Meanwhile, the regime's detention program - a squalid prison system where, according to the UN report, torture and summary executions are deliberate and commonplace - is ongoing.
"Assad all along pursued a strategy of gradual escalation and desensitization that, sadly, worked well," Hokayem wrote in a February 5 article for Foreign Policy.
US Secretary of State John Kerry accused Assad and his allies last month of being the "primary source of death, torture and deprivation" in the conflict, which has killed more than 300,000 people since it erupted in March 2011.
But the Obama administration has been steadily softening its stance on Assad's removal for years - a policy shift that culminated in December when Kerry said the US is "not looking for so-called regime change" in Syria.

**Provided data**
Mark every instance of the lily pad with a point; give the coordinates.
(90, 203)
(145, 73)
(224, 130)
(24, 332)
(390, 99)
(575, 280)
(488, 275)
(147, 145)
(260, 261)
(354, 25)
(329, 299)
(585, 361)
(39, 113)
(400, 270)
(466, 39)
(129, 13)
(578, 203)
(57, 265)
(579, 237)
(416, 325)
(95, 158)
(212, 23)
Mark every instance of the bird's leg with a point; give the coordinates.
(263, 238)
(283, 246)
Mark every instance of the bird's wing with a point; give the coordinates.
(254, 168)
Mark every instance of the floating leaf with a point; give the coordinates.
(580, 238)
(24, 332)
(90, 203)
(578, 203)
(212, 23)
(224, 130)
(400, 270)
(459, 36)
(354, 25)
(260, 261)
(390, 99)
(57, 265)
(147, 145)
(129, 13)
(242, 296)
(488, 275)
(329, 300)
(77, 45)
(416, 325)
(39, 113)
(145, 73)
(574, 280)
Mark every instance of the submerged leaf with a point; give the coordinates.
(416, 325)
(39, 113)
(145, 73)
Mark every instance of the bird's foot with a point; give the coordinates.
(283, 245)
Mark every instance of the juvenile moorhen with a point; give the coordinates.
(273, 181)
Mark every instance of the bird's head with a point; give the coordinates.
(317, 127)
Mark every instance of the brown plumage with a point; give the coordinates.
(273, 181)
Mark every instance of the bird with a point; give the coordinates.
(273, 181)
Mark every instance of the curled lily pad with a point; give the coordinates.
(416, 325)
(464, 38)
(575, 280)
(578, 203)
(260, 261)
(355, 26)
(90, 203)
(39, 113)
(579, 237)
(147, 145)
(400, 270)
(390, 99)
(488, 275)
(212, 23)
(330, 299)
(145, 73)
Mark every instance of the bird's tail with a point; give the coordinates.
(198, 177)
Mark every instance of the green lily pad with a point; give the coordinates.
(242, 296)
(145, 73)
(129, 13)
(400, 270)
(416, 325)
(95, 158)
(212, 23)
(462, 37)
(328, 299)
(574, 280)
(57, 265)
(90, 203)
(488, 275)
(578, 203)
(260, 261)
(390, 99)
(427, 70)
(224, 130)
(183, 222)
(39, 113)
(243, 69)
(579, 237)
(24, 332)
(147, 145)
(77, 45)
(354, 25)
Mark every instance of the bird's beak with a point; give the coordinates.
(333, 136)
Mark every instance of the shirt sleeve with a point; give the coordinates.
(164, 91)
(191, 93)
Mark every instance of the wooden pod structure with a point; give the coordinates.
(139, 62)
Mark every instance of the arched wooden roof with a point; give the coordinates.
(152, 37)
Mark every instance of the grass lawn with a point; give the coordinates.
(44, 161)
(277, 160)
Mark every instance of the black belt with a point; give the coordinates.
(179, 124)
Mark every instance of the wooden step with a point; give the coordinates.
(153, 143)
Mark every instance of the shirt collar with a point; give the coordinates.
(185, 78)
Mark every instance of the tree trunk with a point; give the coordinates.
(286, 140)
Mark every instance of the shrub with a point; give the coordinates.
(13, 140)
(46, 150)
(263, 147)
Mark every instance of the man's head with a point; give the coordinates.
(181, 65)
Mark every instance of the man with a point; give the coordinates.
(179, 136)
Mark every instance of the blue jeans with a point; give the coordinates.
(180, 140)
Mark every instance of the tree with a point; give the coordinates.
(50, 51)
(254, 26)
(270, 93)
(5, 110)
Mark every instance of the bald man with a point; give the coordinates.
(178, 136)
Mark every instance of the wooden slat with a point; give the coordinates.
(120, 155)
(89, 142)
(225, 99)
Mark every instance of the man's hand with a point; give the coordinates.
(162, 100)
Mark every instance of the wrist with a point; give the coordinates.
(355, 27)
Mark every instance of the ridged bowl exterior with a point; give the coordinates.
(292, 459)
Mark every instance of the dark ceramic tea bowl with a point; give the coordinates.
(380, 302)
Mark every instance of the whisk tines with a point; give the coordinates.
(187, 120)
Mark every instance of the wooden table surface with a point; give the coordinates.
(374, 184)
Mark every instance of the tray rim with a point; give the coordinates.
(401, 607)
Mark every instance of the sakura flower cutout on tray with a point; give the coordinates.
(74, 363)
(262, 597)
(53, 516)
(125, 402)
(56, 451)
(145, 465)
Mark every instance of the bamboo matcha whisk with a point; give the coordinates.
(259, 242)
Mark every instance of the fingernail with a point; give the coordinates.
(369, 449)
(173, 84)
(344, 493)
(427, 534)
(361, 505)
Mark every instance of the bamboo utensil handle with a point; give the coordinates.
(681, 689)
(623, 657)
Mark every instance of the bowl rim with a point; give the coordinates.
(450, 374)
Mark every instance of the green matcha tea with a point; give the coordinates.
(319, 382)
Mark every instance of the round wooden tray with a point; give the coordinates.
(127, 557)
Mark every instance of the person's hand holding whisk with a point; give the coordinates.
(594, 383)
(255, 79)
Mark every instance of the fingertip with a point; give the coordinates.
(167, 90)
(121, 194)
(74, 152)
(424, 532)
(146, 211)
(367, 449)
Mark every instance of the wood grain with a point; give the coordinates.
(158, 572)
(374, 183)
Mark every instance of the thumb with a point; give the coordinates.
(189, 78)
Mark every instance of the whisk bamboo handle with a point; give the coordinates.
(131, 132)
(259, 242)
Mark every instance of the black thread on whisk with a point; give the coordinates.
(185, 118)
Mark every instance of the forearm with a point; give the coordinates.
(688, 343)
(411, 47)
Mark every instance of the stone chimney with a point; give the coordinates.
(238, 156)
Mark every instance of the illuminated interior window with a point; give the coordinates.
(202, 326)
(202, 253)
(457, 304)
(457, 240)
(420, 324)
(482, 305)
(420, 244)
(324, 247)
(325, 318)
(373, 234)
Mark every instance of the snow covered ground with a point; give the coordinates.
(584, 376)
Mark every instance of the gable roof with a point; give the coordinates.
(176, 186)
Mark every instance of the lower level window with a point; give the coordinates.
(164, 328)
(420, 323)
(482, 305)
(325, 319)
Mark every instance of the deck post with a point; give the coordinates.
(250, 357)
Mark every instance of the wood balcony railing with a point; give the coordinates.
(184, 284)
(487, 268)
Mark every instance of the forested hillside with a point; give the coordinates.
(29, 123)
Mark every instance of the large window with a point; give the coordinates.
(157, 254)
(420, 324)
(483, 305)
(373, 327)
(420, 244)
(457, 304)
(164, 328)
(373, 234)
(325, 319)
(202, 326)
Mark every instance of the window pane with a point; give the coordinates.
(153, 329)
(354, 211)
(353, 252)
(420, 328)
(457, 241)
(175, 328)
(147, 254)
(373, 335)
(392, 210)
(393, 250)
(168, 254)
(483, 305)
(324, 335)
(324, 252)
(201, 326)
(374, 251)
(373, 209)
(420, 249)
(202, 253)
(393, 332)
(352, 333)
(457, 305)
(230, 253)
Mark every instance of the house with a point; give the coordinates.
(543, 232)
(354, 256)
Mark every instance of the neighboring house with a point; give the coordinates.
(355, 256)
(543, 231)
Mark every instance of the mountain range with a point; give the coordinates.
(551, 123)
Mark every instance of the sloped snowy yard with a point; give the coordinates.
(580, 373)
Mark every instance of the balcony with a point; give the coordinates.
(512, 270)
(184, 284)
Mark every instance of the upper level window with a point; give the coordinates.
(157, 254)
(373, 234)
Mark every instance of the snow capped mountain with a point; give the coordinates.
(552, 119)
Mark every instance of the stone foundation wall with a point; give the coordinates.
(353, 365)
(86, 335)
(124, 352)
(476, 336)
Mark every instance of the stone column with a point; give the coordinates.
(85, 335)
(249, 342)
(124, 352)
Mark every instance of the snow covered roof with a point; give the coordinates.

**Problem details**
Extend the Syria text, picking up after its final sentence about the US "not looking for so-called regime change". The records are separate material and are not part of the Syria text.

**Task result**
As such, Russia and Iran - two of Assad's biggest allies - are backing into a corner the remaining supporters of the Syrian revolution.And they are doing so, experts say, with the knowledge that the US has prioritized the fight against ISIS - and, as such, won't take any meaningful action to bolster rebel groups fighting Assad.
"Washington has given Moscow a huge political gift in not holding Russia accountable for its pattern of targeting moderate rebel groups and their leaders instead of ISIS," Tony Badran, a research fellow at the Foundation for Defense of Democracies, told Business Insider in December.
"And Moscow," he added, "is going to leverage it."